Material shown
---+---
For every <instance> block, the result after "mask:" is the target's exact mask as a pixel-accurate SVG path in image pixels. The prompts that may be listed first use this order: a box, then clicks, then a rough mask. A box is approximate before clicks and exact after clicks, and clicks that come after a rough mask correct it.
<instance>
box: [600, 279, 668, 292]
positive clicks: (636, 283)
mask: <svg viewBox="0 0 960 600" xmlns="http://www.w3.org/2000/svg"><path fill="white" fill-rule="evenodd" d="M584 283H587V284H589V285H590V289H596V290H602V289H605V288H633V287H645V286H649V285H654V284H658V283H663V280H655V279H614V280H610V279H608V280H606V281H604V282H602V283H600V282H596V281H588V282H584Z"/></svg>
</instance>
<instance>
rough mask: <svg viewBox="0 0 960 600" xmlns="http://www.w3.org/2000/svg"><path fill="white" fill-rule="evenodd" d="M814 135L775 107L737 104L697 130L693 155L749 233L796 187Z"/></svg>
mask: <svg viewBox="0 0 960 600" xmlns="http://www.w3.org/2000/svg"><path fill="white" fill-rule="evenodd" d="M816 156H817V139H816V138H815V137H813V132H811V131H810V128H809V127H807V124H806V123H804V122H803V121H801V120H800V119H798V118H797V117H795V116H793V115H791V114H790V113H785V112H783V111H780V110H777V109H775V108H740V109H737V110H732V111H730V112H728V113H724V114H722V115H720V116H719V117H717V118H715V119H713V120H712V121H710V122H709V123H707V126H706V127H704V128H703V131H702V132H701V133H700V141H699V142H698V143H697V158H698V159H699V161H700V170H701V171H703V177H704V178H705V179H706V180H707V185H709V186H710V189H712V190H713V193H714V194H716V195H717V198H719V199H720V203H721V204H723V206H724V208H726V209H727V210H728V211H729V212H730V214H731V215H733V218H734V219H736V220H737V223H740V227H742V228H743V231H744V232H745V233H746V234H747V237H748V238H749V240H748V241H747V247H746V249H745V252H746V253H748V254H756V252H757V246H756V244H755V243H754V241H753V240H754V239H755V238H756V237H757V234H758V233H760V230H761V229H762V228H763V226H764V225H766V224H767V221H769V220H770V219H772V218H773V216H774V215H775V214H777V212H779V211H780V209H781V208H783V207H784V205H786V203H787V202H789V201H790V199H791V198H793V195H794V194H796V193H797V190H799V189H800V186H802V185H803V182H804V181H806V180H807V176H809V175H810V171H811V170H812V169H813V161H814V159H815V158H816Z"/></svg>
---+---
Instructions to follow
Reproduce the whole listing above line for line, changing nothing.

Written response
For every <instance> block, the result after "mask:" is the target's exact mask as a pixel-accurate SVG path in image pixels. The prompts that may be listed first use this order: a box, then clicks, then a rough mask. A box is approximate before clicks and exact after clicks, and clicks that come after a rough mask correct it.
<instance>
box: [600, 279, 668, 292]
positive clicks: (636, 283)
mask: <svg viewBox="0 0 960 600" xmlns="http://www.w3.org/2000/svg"><path fill="white" fill-rule="evenodd" d="M584 283H587V284H589V285H590V289H596V290H602V289H605V288H633V287H645V286H649V285H654V284H658V283H663V280H655V279H614V280H610V279H608V280H606V281H604V282H602V283H600V282H596V281H588V282H584Z"/></svg>
</instance>
<instance>
rough mask: <svg viewBox="0 0 960 600" xmlns="http://www.w3.org/2000/svg"><path fill="white" fill-rule="evenodd" d="M814 135L775 107L737 104L697 130L693 155L749 233L796 187Z"/></svg>
mask: <svg viewBox="0 0 960 600" xmlns="http://www.w3.org/2000/svg"><path fill="white" fill-rule="evenodd" d="M816 156H817V139H816V138H815V137H813V132H811V131H810V128H809V127H807V124H806V123H804V122H803V121H801V120H800V119H798V118H797V117H795V116H793V115H791V114H790V113H785V112H783V111H780V110H777V109H775V108H740V109H737V110H732V111H730V112H728V113H724V114H722V115H720V116H719V117H717V118H715V119H713V120H712V121H710V122H709V123H707V126H706V127H704V128H703V131H702V132H701V133H700V141H699V142H698V143H697V158H698V159H699V161H700V170H701V171H703V177H704V178H705V179H706V180H707V185H709V186H710V189H712V190H713V193H714V194H716V195H717V198H719V199H720V203H721V204H723V206H724V208H726V209H727V210H728V211H729V212H730V214H731V215H733V218H734V219H736V220H737V223H740V227H742V228H743V231H744V232H745V233H746V234H747V237H748V238H749V240H748V241H747V247H746V249H745V252H746V253H748V254H756V252H757V246H756V244H755V243H754V241H753V240H754V239H755V238H756V237H757V234H758V233H760V230H761V229H762V228H763V226H764V225H766V224H767V221H769V220H770V219H772V218H773V216H774V215H775V214H777V212H779V211H780V209H781V208H783V207H784V205H786V203H787V202H789V201H790V199H791V198H793V195H794V194H796V193H797V190H799V189H800V186H802V185H803V182H804V181H806V180H807V176H809V175H810V171H811V170H812V169H813V161H814V159H815V158H816Z"/></svg>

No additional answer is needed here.